Yes, but terrible & boring.


----------



## Bhargav (Aug 13, 2016)

Overwatch tick rate on PC increasing as high bandwidth servers roll out​



> Blizzard is adding high bandwidth support globally for Overwatch players on PC, which will increase the client refresh rate from 21 Hz to 63 Hz.
> 
> A High Bandwidth option was added to Custom Games during beta and due to positive results in both testing and player feedback, the option will be implemented.
> 
> ...


----------



## thetechfreak (Aug 15, 2016)

^^ IT WAS 21 TICK? DAMN. CSGO feels laggy even at 64 tick. I can only imagine how 21 tick was. CSGO 3rd party servers are however 128 tick(which feels amazing to play on)

Anyways, here's some news: Team YP signs Overwatch team | Games industry news | MC


----------



## Bhargav (Aug 15, 2016)




----------



## avanildutta (Aug 16, 2016)

Getting an overwatch battle.net account for 2k for pc.  I am a casual gamer. But want to try hands on it. So is 2k a good deal or is there any changes of getting it lesser in near future. Any suggestions?  Should i get it? 

Sent from my CP8676_I02 using Tapatalk


----------



## thetechfreak (Aug 16, 2016)

I wouldn't recommend as selling account is a TOS violation. It would cost about Rs. 500 more to get your own copy.


----------



## Bhargav (Aug 16, 2016)




----------



## gameranand (Aug 17, 2016)

avanildutta said:


> Getting an overwatch battle.net account for 2k for pc.  I am a casual gamer. But want to try hands on it. So is 2k a good deal or is there any changes of getting it lesser in near future. Any suggestions?  Should i get it?
········
*Your tasks*:
#1 Can you quote everything in the Overwatch thread from "## avanildutta (Aug" down to "your own copy."?
#2 How would you sum up the Overwatch thread in two sentences?
The lines that follow come from another source.
········
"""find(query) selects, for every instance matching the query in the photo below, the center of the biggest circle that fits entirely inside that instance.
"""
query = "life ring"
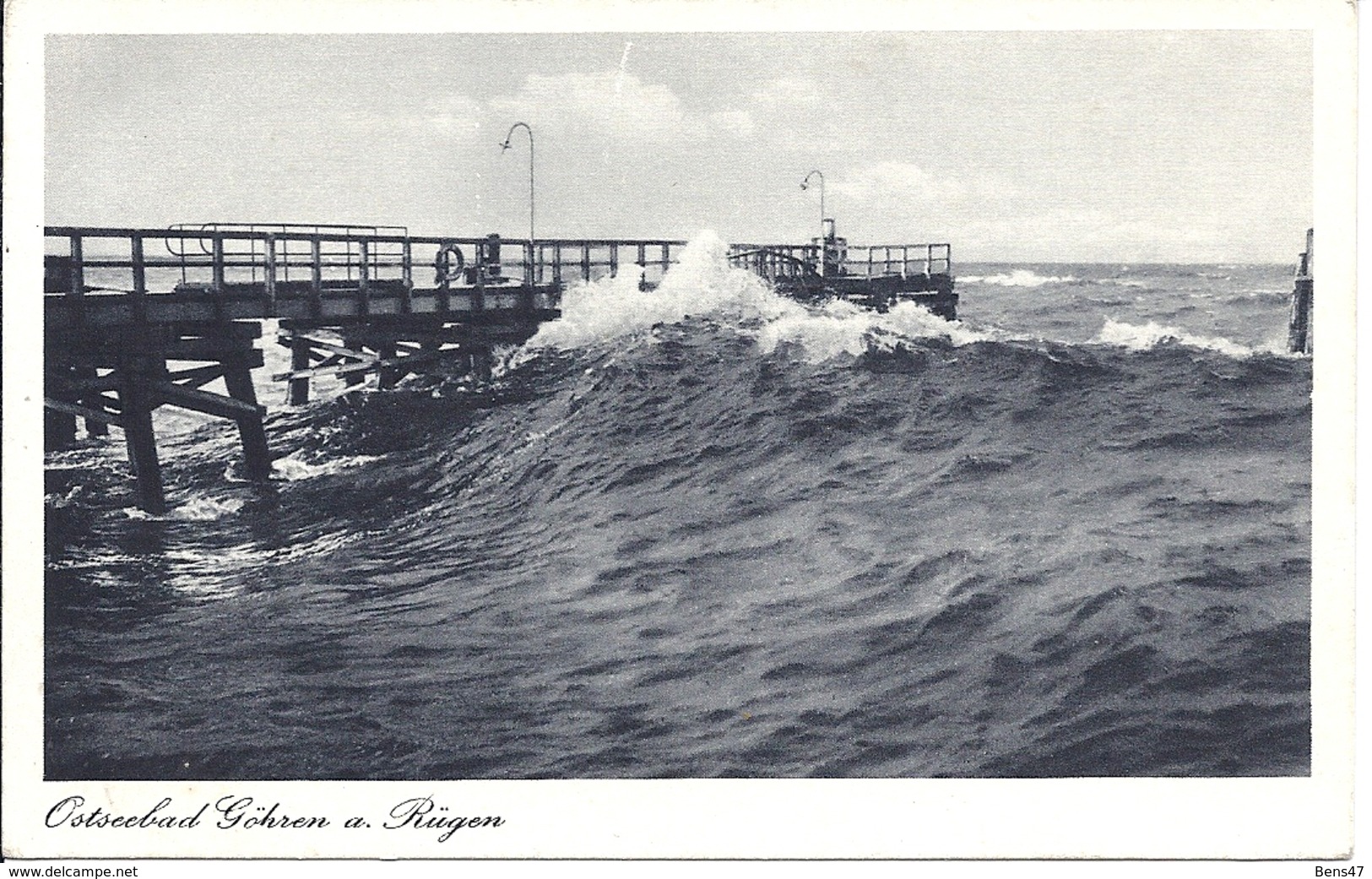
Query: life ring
(449, 263)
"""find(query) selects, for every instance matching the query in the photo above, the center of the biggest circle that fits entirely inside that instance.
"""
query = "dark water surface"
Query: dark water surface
(707, 532)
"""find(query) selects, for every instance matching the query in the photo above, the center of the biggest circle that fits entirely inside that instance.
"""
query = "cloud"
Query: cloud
(610, 105)
(899, 182)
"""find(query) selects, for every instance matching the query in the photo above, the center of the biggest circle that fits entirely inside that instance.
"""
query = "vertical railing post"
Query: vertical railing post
(364, 294)
(217, 269)
(316, 277)
(138, 298)
(269, 274)
(76, 294)
(406, 277)
(476, 299)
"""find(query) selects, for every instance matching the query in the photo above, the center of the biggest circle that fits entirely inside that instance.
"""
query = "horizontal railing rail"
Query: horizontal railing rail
(213, 257)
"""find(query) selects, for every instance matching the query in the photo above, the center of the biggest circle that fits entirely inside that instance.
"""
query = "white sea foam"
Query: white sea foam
(294, 468)
(193, 509)
(1018, 277)
(704, 284)
(1143, 338)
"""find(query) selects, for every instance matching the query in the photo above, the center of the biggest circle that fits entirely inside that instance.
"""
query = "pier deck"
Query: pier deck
(124, 305)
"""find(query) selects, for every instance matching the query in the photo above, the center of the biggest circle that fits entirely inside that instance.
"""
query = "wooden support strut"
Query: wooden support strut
(136, 404)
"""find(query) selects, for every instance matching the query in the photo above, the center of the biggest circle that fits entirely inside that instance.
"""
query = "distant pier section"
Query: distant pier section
(140, 318)
(1301, 331)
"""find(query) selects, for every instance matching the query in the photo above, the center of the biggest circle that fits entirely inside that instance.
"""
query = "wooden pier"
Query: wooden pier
(1299, 332)
(140, 318)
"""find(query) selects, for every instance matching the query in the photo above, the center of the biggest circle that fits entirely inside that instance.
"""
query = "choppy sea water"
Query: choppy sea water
(706, 531)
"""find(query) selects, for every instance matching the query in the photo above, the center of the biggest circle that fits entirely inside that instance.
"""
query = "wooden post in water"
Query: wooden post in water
(1299, 332)
(138, 373)
(300, 393)
(237, 379)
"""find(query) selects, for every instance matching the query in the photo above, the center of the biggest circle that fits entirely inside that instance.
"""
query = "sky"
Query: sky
(1161, 145)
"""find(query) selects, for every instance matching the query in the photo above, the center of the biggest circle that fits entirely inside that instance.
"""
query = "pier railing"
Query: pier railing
(213, 255)
(862, 261)
(324, 258)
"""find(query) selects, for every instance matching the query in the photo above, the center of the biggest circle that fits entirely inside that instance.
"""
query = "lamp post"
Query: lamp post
(805, 184)
(507, 145)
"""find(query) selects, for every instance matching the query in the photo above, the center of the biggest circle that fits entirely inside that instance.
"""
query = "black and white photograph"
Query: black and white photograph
(856, 408)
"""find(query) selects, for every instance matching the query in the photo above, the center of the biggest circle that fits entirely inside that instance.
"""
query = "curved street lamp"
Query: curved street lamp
(507, 145)
(805, 186)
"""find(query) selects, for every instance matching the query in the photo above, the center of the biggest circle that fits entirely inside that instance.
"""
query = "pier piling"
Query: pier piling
(1299, 332)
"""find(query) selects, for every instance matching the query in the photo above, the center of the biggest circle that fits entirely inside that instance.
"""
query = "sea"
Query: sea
(706, 531)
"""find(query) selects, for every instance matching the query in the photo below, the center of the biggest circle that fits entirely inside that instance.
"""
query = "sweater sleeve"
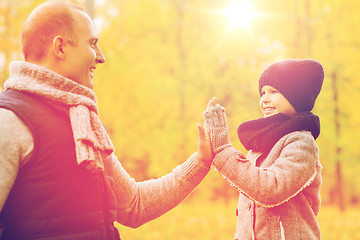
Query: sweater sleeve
(16, 144)
(140, 202)
(294, 168)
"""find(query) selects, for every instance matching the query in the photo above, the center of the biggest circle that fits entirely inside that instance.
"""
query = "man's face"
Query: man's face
(83, 53)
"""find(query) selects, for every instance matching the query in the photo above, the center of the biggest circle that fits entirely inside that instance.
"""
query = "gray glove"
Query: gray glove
(215, 121)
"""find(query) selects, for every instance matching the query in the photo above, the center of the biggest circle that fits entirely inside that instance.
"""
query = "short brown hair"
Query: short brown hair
(46, 22)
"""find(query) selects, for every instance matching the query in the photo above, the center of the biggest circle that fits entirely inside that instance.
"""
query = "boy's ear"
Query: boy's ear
(58, 46)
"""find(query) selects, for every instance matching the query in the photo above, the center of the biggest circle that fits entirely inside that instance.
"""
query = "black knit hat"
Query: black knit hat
(299, 81)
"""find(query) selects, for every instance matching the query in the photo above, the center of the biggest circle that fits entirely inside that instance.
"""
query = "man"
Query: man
(59, 177)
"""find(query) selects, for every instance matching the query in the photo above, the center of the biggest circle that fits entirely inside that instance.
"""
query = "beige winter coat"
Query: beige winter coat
(279, 192)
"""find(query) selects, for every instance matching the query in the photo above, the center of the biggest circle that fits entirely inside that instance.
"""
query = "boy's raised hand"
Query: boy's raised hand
(216, 126)
(204, 149)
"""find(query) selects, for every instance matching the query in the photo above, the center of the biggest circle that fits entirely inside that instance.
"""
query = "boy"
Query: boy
(279, 180)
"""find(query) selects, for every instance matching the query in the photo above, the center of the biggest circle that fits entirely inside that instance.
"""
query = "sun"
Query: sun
(239, 14)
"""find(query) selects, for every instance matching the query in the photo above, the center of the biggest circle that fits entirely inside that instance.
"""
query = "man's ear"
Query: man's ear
(58, 46)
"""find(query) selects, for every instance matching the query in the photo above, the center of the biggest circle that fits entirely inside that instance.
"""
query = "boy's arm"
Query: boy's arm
(294, 169)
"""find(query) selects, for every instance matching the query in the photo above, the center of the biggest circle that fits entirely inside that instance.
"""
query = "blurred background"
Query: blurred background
(167, 58)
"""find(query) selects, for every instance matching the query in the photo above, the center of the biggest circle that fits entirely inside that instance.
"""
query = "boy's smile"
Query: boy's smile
(273, 102)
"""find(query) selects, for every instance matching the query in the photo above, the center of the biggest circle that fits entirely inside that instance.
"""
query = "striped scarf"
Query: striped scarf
(92, 143)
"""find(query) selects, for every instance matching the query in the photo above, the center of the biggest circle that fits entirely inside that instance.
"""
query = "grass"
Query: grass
(206, 220)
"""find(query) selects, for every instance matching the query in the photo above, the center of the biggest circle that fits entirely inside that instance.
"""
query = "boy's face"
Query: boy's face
(273, 102)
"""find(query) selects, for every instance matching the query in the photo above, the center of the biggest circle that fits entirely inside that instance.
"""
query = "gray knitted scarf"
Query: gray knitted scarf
(261, 134)
(92, 143)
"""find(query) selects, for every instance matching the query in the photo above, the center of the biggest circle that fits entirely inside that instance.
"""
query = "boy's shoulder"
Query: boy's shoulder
(297, 139)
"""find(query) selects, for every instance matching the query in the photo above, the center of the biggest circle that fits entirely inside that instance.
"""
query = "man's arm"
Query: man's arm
(141, 202)
(16, 143)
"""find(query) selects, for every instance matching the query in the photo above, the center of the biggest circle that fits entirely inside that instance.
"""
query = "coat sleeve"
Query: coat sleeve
(16, 144)
(294, 168)
(140, 202)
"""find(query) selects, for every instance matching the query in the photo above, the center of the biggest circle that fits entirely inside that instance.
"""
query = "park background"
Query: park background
(167, 58)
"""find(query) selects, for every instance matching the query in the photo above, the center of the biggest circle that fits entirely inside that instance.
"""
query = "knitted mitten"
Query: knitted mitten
(215, 121)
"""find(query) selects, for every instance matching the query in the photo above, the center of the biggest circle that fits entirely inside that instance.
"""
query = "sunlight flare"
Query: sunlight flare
(239, 14)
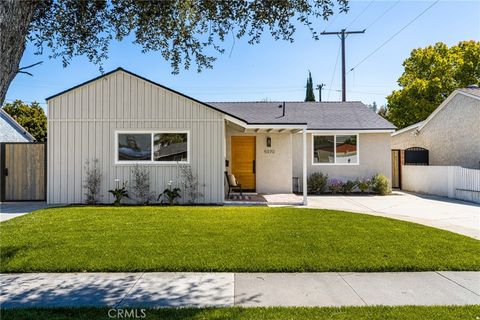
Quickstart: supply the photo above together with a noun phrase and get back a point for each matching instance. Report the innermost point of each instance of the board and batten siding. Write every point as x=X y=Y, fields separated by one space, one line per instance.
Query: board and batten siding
x=82 y=125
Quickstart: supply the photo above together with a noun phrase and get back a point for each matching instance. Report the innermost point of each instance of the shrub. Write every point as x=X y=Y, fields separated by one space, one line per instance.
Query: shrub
x=190 y=184
x=380 y=184
x=92 y=181
x=141 y=185
x=348 y=186
x=317 y=183
x=335 y=186
x=119 y=193
x=169 y=195
x=363 y=184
········
*Full answers*:
#1
## avanildutta (Aug 16, 2016)

Getting an overwatch battle.net account for 2k for pc.  I am a casual gamer. But want to try hands on it. So is 2k a good deal or is there any changes of getting it lesser in near future. Any suggestions?  Should i get it? 

Sent from my CP8676_I02 using Tapatalk


----------



## thetechfreak (Aug 16, 2016)

I wouldn't recommend as selling account is a TOS violation. It would cost about Rs. 500 more to get your own copy.

#2 A shared news item reports that, after positive testing and player feedback, Blizzard is adding high bandwidth support globally for Overwatch on PC, which raises the client refresh rate from 21 Hz to 63 Hz. When avanildutta asks whether to buy an Overwatch battle.net account for 2k, thetechfreak advises against it, noting that selling accounts is a TOS violation and that a personal copy would cost only about Rs. 500 more.